* What is required *
Repeat the entries exactly as they appear.

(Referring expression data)
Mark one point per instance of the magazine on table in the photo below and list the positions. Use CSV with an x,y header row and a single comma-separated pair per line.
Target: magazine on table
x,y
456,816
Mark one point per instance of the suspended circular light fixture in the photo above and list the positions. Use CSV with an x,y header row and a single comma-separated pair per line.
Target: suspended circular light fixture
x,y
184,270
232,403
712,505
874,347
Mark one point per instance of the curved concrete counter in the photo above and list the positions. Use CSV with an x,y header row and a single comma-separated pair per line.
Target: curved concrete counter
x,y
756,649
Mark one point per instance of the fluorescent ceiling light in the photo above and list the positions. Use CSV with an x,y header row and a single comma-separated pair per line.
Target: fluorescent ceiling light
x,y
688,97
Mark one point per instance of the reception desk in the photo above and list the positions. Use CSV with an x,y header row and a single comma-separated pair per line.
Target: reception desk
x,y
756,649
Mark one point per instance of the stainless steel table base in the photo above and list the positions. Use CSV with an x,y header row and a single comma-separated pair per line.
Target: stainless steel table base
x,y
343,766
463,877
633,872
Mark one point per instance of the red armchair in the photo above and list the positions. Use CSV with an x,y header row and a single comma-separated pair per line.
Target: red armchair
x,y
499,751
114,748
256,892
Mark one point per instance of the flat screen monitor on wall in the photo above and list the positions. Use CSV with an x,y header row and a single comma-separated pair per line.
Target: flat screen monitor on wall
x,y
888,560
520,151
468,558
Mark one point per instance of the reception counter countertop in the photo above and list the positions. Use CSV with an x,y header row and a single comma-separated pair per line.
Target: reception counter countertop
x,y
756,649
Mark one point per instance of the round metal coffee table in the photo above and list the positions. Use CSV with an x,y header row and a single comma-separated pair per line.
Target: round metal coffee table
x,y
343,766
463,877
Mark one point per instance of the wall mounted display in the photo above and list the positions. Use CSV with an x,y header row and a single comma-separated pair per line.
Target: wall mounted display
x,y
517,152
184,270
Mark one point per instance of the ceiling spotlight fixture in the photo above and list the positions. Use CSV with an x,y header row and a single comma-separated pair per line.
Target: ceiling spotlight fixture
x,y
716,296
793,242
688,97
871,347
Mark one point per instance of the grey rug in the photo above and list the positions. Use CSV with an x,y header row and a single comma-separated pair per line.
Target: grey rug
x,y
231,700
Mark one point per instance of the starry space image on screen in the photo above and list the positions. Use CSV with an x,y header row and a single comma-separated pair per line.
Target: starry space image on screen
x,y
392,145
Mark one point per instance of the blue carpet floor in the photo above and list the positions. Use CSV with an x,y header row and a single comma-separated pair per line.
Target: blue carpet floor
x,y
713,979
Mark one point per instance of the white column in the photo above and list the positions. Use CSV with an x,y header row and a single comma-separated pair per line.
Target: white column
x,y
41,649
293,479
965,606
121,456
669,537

* Answer section *
Mark one point per instance of the magazine on table in the photo below and list the positions. Use CSV with an x,y header row and a single comma-separated pair per line.
Target: magazine on table
x,y
456,816
Mark one point per instance of the suspended circular light fixture in the photo above and list the positions. Use CSV with an x,y header row and a single comma-separated pair per line.
Target: suspended circular light fixture
x,y
184,270
232,403
712,505
874,347
Mark one point per instance of the curved concrete counter in the photo above and list the positions. Use CSV with an x,y header row and a single comma-separated pair per line.
Target: curved concrete counter
x,y
756,649
Mark one point per instance of the fluorescent ceiling light in the photo above and list the positions. Use CSV with an x,y header row and a single comma-separated pair per line.
Target: fluorescent ceiling light
x,y
688,97
Mark one point per instance of the reception desk in the photo above and list the positions. Use CSV with an x,y header row and a single comma-separated pair per line.
Target: reception desk
x,y
756,649
Mark one point per instance of the stainless steel table base in the photo above and list the positions. Use CSV with an x,y header row and a single comma-separated pair per line.
Target: stainless steel table base
x,y
343,766
463,877
633,872
Mark one point per instance of the red armchair in the photo above and list the positions. Use CSV with an x,y header row and a single comma-separated pair per line.
Target: red armchair
x,y
499,751
114,748
256,892
Mark one point per instance of the flat screen monitor on wall in the photo above and list the positions. Use CSV with an x,y header row and a single comma-separated pair per line.
Target: flat screen monitor on wall
x,y
888,560
520,151
468,558
Mark one point per instance of the reception counter countertop in the photo above and list the positions. Use CSV with an x,y header row and a single comma-separated pair per line.
Target: reception counter countertop
x,y
756,649
Mark one point per instance of the round metal coffee table in the photo above and list the positions. Use CSV with an x,y header row and a single comma-separated pair per line.
Target: round metal coffee table
x,y
343,766
463,877
Mark one point per instance of the wall mounted display in the photo above and list the positions. Use CSV with an x,y header row and a single comma-separated pair per line.
Target: wall mounted display
x,y
517,152
184,270
Mark one point per instance of the ceiling spotlight fixture in the photo above and list the positions. Use CSV with an x,y header row and a single comma-separated pair per line.
Target: ceiling spotlight fixture
x,y
716,296
793,242
688,97
871,347
Mark one point per instance of the grey rug in the photo above and list the positions. Use CSV with an x,y header row and a single comma-separated pair per line.
Target: grey rug
x,y
231,700
Mark one point per instance of the starry space image on screen in the photo above and list the positions. Use CSV with an x,y header row and a single comma-separated pair per line.
Target: starry space image on screen
x,y
392,145
Mark one point per instance of the blue carpet floor in the photo above and list the positions. Use CSV with an x,y header row and a single comma-separated pair per line.
Target: blue carpet floor
x,y
713,979
Mark one point per instance of the white column in the photo above and list the positions. Use CSV with an x,y header row and a single comma-separated pair per line.
Target: white column
x,y
41,649
293,479
965,606
121,456
669,537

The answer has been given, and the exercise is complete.